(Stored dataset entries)
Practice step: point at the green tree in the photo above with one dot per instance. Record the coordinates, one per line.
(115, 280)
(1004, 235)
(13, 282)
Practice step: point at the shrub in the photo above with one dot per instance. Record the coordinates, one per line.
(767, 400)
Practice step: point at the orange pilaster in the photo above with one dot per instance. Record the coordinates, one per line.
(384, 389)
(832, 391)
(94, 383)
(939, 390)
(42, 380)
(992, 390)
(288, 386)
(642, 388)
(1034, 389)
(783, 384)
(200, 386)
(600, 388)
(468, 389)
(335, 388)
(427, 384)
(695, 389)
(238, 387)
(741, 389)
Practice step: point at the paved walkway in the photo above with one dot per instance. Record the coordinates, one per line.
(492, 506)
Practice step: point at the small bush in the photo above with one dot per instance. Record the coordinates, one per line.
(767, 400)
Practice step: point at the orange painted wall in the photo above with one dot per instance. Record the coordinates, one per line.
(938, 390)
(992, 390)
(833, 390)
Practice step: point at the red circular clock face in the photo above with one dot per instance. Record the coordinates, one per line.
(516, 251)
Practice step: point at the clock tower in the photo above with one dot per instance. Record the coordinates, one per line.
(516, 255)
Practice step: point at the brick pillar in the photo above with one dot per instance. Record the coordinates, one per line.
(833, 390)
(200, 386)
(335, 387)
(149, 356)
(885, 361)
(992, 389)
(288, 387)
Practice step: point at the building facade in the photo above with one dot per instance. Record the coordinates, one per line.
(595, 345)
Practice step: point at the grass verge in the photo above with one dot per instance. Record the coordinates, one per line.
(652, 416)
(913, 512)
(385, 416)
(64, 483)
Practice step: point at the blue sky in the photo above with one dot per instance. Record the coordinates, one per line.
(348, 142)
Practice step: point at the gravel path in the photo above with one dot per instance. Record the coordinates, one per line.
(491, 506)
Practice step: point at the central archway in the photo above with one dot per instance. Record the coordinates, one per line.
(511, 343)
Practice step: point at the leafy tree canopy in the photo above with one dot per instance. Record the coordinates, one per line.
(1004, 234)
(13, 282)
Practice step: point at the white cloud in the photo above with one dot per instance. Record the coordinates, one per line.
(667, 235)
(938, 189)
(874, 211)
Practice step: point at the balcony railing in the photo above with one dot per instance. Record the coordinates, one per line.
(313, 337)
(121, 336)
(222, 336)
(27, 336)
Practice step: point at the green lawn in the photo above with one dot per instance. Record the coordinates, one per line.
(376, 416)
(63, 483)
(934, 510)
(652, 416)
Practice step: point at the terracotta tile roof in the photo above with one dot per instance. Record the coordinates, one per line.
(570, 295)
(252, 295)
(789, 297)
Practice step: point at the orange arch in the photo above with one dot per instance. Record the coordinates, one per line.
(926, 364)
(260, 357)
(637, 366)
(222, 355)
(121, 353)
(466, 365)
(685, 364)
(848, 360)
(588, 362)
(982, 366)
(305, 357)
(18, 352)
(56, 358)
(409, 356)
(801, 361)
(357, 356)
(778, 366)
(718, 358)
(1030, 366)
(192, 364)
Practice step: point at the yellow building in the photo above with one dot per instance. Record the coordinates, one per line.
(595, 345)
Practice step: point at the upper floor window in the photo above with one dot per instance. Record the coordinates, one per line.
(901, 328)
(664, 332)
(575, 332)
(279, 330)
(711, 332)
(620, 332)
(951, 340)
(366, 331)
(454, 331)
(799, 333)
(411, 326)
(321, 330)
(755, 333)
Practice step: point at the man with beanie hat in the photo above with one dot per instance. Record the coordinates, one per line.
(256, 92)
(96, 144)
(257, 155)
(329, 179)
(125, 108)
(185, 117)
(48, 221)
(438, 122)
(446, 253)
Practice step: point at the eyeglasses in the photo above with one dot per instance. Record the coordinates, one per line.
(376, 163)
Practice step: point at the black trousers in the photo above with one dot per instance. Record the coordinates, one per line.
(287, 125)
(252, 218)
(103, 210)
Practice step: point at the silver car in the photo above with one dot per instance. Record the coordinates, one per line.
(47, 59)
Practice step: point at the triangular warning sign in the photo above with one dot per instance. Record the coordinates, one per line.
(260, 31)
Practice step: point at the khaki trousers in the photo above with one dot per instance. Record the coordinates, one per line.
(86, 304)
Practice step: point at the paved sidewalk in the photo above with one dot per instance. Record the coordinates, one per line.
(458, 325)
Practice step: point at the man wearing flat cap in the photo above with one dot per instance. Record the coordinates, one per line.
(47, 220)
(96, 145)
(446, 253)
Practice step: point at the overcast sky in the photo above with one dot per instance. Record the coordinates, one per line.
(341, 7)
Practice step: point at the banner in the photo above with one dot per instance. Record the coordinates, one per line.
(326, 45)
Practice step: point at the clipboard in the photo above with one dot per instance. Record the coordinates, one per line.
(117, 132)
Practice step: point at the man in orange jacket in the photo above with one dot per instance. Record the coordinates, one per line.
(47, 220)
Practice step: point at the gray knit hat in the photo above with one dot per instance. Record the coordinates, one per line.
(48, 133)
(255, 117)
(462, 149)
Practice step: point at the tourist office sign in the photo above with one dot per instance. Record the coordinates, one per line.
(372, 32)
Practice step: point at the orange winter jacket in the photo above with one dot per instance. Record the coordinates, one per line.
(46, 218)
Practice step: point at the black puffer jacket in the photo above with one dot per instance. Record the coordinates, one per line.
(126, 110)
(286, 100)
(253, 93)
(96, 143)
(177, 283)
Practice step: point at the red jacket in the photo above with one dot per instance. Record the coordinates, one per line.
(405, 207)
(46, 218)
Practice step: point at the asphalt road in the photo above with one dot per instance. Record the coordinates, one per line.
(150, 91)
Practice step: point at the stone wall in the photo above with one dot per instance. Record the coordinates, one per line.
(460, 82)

*TASK GOAL:* Please swap "Practice step" for "Warm-up step" in every one of the lines above and leave everything else as it is.

*WRITTEN SOLUTION:*
Warm-up step: point at the green tree in the photo above with one dot per instance. Record the coordinates, one per line.
(115, 280)
(1004, 235)
(13, 282)
Warm-up step: point at the shrub in the photo above with one dot per instance. Record the coordinates, one per line.
(767, 400)
Warm-up step: point at the orange pilaster in the photo above with one dot per instance. Record the coordinates, one per line.
(384, 389)
(832, 391)
(94, 383)
(939, 390)
(42, 380)
(992, 390)
(288, 386)
(642, 388)
(1034, 389)
(783, 384)
(200, 386)
(600, 388)
(468, 389)
(335, 388)
(427, 384)
(695, 389)
(238, 387)
(741, 389)
Warm-up step: point at the paved walkway in the photo above with one dot per instance. Record the coordinates, one per line.
(492, 506)
Warm-up step: point at the small bush in the photo above with one dot per instance. Record the coordinates, one per line.
(767, 400)
Warm-up step: point at the orange painted wall in the photo above with one dot per instance. Record the coordinates, one per line.
(938, 390)
(992, 390)
(833, 390)
Warm-up step: point at the red circular clock face in the photo above with one dot per instance. Record the coordinates, one per line.
(516, 251)
Warm-up step: point at the clock tower in the photo above with one dot per instance. Record the coordinates, one per line.
(516, 255)
Warm-up step: point at the brick pillar in the photo above with one dot per instance. Record the coordinates, one per line.
(833, 390)
(200, 386)
(335, 387)
(149, 356)
(885, 361)
(992, 389)
(288, 387)
Warm-up step: point at the building facade in the photo above with one dot per instance. Record the coordinates, one per line.
(595, 345)
Warm-up step: point at the grass verge in the photo above with one dot per instance. Record the coordinates, one per line.
(652, 416)
(913, 512)
(385, 416)
(64, 483)
Warm-up step: point at the blue sky in the photo above with one dot per instance. Record the coordinates, one per line.
(348, 142)
Warm-up step: point at the gravel path in the photo above with one dot per instance. Record the coordinates, one per line.
(491, 506)
Warm-up step: point at the central archway in the photo above with one dot per instance. Record the coordinates, one per line.
(511, 343)
Warm-up step: point at the leafy tree canopy in the photo above with one dot per instance. Record the coordinates, one per line.
(1004, 234)
(13, 282)
Warm-up step: point at the white cloud in the photo above with one dot per instance. Record the coordinates, one per line.
(667, 235)
(938, 189)
(874, 211)
Warm-up step: point at the balcony railing in the photo above with one dot per instance. Record the coordinates, one per line.
(313, 337)
(121, 336)
(222, 336)
(27, 336)
Warm-up step: point at the green lawn in the photo above with one dot per instance. Record the coordinates, one per line.
(376, 416)
(63, 483)
(934, 510)
(652, 416)
Warm-up step: point at the terracotta tile roof in the photo above with one dot per instance. Record the coordinates, one per line.
(570, 295)
(252, 295)
(789, 297)
Warm-up step: point at the orange arch in the photo above with one dot per instance. Record the coordinates, one per line.
(926, 364)
(260, 357)
(637, 366)
(222, 355)
(121, 353)
(466, 365)
(685, 364)
(848, 360)
(588, 362)
(982, 366)
(305, 357)
(18, 352)
(56, 358)
(409, 356)
(801, 361)
(357, 356)
(778, 366)
(718, 358)
(1030, 366)
(192, 364)
Warm-up step: point at the yellow building in the photo above with one dot per instance. Record the coordinates, one per line.
(595, 345)
Warm-up step: point at the upper floor window in the photo above with one dot per instance. Record the coordinates, one per line.
(901, 328)
(664, 332)
(575, 332)
(279, 330)
(711, 332)
(620, 332)
(951, 340)
(366, 331)
(454, 331)
(799, 333)
(411, 326)
(321, 330)
(755, 333)
Warm-up step: point at the man with beanie hat in the photo above with one dot per instance. Record the coordinates, one per line.
(256, 92)
(96, 144)
(257, 155)
(329, 179)
(125, 108)
(185, 117)
(48, 221)
(438, 122)
(446, 253)
Warm-up step: point at the eyeglasses in the photo above with one dot per instance. Record the coordinates, one per line.
(376, 163)
Warm-up step: point at the black trousers in the photo above with one dot per instance. Record the coordinates, one per line.
(287, 125)
(252, 218)
(103, 210)
Warm-up step: point at the silver car in the photo above with one dot per instance. Record the coordinates, one per line.
(47, 59)
Warm-up step: point at the triangular warning sign in the photo above with one dot per instance. Record the coordinates, one per line.
(260, 31)
Warm-up step: point at the khaki trousers in the photo above with one dot per instance. Record the coordinates, one per line.
(86, 304)
Warm-up step: point at the paved sidewalk in the photo above with one dot per instance. Record the coordinates, one per line.
(458, 325)
Warm-up step: point at the man wearing flat cap in the photo above with one dot per instance. Record the coordinates, one per line.
(47, 220)
(96, 145)
(446, 253)
Warm-up step: point at the overcast sky in the photo above with one dot per instance. Record the coordinates, one per line.
(341, 7)
Warm-up step: point at the banner in the photo above with one dot per instance. Record the coordinates, one per line.
(326, 45)
Warm-up step: point at the clipboard in the photo above with one dot per instance. Record the coordinates, one per line.
(117, 132)
Warm-up step: point at the man in orange jacket in the photo above with one dot per instance. Record the coordinates, one per line.
(47, 220)
Warm-up step: point at the gray knit hat in the photo above with one dot per instance. Record the coordinates, one per line.
(48, 133)
(255, 117)
(462, 149)
Warm-up step: point at the tourist office sign in the photo above with one dot per instance. Record the coordinates, one per line.
(372, 32)
Warm-up step: point at the orange winter jacket in the photo above with one dot per instance. Record the coordinates, one per line.
(46, 218)
Warm-up step: point at the black puffer jacket in the photo above with one dot per instance. Record the coordinates, one per line.
(126, 110)
(286, 100)
(253, 93)
(96, 143)
(177, 283)
Warm-up step: point at the red jacket in the photo above with one dot per instance. Record the coordinates, one per line.
(405, 207)
(46, 218)
Warm-up step: point at the asphalt road in the photo above with one dot per instance. Record the coordinates, one per line.
(150, 91)
Warm-up step: point at the stone wall in the photo above with one dot per instance. Record the coordinates, one per line.
(460, 82)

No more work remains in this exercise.